### TASK STATEMENT
Nothing in the records may be left out or reworded; return them exactly.

#####

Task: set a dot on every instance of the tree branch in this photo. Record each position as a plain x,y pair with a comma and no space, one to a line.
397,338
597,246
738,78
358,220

#####

### FINAL ANSWER
Task: set a dot on every instance of the tree branch in this photo. Record each position as a plain x,y pair with a comma and no space, one to a line.
397,338
597,246
738,78
358,220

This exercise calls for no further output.